Answer these questions using the forum thread on clay slingshot ammo.
1. How many grains does the first post give as equal to 1 gram?
2. What bird did SuperMonkeySlinger take with a clay ball?
3. From which river does ghost0311/8541 get clay?

- [EXCERPT PROVIDED]
==*==

If 1 gram is equal to 15.4 grains then it is easy to do the multiplication. I use a jewelry scale which weighs in grams and penny weight, so I weigh in grams then convert to grains, in that way I can follow what you guys are discussing.


----------



## wombat (Jun 10, 2011)

Charles said:


> wombat said:
> 
> 
> > Charles said:
> ...


I would never hunt with them. they just shatter if you hit anything harder than a towel or sheet. I think he's using the Flymo stuff, which would be harder and probably heavier.


----------



## Clever Moniker (May 12, 2013)

Nico has consistently taken game with clay balls. If it was just a "one off" kill or something, I might chalk it up to luck. Rather, he has had consistent success and taken rabbits too. Are there different types of clay?


----------



## SuperMonkeySlinger (Jan 28, 2013)

Well, There is some clay i get from a river near by for slingshot ammo, But it feels a tiny bit heavier... Not sure though.

Clay balls are enough for hunting, I took a dove with a clay ball with a LOW chest shot and lights out, he hit the ground.

I find clay balls VERY effective to small game.

And another good thing about them is you can just roll a clay ball in your hand, And they will fly just as good as any other ammo if you take your time to roll the clay balls correctly.

SMS


----------



## kyogen (Oct 22, 2012)

i'm liking the idea of trying clay ammo. i'll have to grab a bag next time i see some. thanks for the idea.


----------



## whippetlad (Aug 29, 2013)

I've used playdo before on a coke can I was impressed by the impact playdo is very good with 6mm squares! Thanks - whippet lad


----------



## ghost0311/8541 (Jan 6, 2013)

i like that set up i also use clay balls i get my clay at the suwannee river and roll them out and fire harden them they work very well


----------

==*==

Source data:
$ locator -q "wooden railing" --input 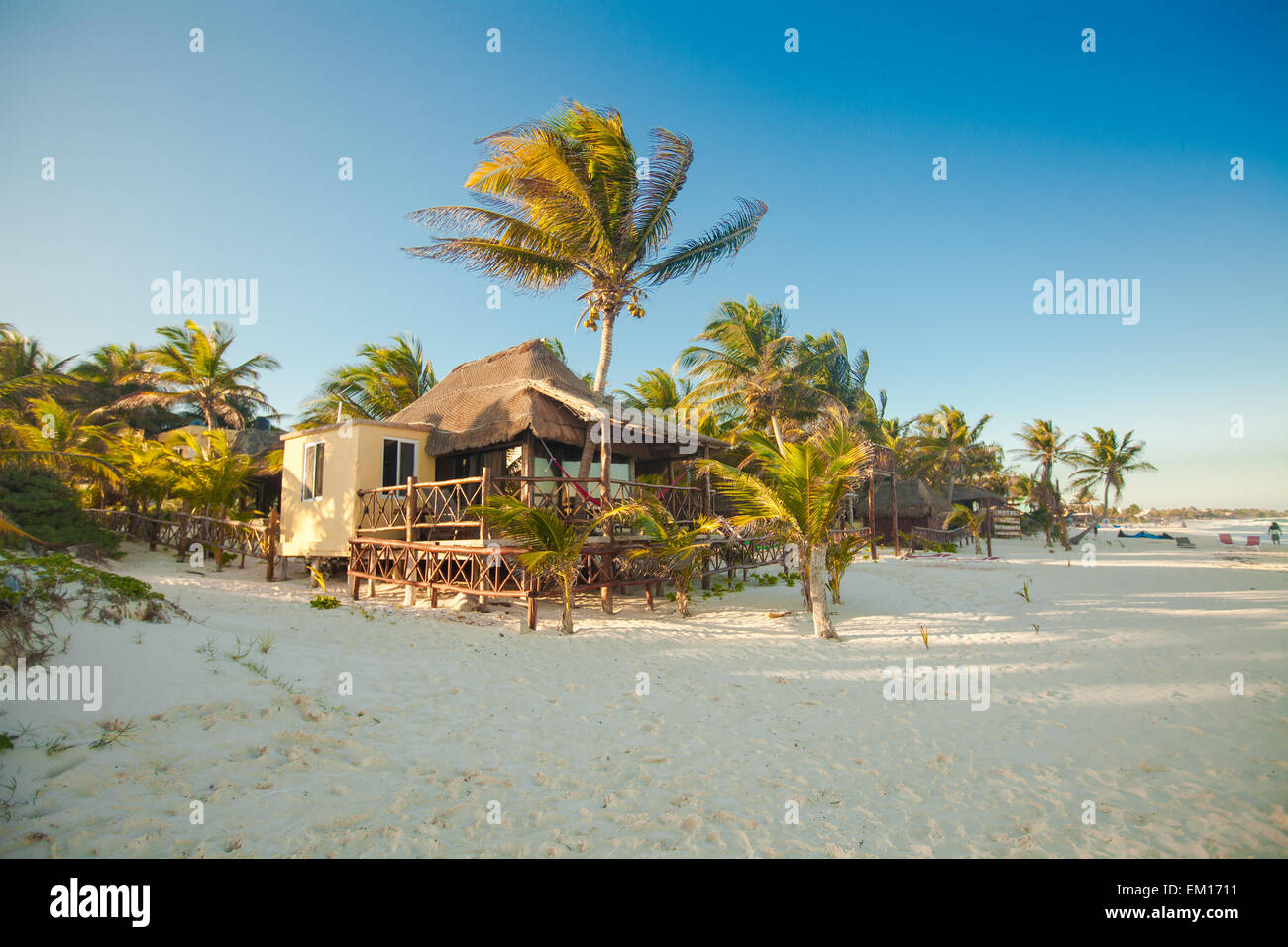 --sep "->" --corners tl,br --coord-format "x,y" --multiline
348,536 -> 786,625
357,474 -> 704,536
358,476 -> 483,533
85,509 -> 282,581
912,526 -> 974,546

==*==

- [WRITTEN RESPONSE]
1. 15.4 grains
2. A dove
3. The Suwannee River